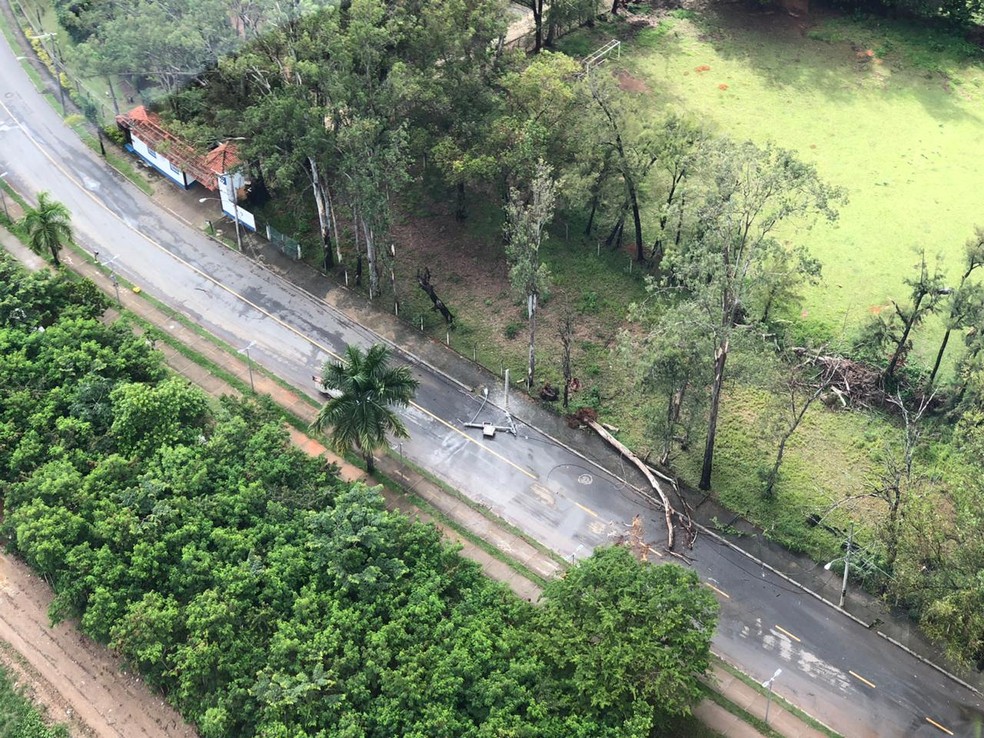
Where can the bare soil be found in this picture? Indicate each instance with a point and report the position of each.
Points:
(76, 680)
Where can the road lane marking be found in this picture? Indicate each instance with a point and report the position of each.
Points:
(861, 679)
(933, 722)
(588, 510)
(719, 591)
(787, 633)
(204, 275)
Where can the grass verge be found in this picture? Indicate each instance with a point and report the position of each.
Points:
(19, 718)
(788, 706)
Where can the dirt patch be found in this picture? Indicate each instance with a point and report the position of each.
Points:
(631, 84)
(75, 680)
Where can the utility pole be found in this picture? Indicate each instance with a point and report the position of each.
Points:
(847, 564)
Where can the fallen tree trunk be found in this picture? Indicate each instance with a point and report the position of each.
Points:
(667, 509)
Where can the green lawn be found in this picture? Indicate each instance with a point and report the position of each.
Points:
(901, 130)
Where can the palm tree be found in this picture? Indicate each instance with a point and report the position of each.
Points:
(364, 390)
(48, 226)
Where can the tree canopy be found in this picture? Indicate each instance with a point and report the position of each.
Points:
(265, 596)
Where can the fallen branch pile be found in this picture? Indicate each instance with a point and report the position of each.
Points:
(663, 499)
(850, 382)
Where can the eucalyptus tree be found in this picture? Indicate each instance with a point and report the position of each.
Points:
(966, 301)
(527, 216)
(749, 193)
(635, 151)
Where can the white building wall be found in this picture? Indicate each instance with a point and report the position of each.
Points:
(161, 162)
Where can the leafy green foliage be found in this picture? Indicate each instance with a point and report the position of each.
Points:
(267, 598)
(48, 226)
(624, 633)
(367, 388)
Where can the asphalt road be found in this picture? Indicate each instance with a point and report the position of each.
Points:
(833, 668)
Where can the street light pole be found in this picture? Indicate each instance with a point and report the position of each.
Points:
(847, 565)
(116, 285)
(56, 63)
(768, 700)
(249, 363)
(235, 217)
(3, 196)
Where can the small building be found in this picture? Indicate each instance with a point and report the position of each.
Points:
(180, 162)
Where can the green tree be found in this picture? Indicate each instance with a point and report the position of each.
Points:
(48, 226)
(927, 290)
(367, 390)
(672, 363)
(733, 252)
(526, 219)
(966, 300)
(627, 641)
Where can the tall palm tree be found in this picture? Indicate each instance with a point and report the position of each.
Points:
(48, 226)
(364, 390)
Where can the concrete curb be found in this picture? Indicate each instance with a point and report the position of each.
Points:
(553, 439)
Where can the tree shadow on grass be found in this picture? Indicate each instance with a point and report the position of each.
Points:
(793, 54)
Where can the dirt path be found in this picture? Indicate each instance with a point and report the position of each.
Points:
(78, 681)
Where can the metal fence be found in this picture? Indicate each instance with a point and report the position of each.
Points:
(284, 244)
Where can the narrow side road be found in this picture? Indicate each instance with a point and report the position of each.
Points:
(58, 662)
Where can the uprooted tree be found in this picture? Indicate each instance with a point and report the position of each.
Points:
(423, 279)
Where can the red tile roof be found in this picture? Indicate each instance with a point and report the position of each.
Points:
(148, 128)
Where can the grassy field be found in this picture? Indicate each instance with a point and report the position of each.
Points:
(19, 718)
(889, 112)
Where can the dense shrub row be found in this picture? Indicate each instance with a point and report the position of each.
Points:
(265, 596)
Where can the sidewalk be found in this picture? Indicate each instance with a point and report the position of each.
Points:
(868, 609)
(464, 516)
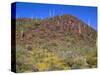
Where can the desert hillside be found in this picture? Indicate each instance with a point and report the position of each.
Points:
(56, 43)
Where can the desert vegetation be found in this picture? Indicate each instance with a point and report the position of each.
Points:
§
**SHORT EXERCISE:**
Copy the lines starting at the line that contains "Where can the red" and running to the final line of the entries, inclusive; omit all pictures.

**FINAL ANSWER:**
Where can the red tile roof be found in this picture? Indicate each instance with a point and report the position of each.
Points:
(148, 128)
Where can the grassy field be found in this picture? Indicate each instance with a point and report the position of each.
Points:
(19, 718)
(889, 112)
Where can the dense shrub row be found in this picture? Indicate each instance with a point and report the position of each.
Points:
(265, 596)
Where can the sidewalk be found in this picture? Indicate each instance with a point and report the position of each.
Points:
(868, 609)
(464, 516)
Where can the desert hillside be found in this picture? Indicate each instance with a point and report the position of each.
Points:
(56, 43)
Where can the desert vegetation be found in this picture? Indicate each instance with a point and report the position of each.
Points:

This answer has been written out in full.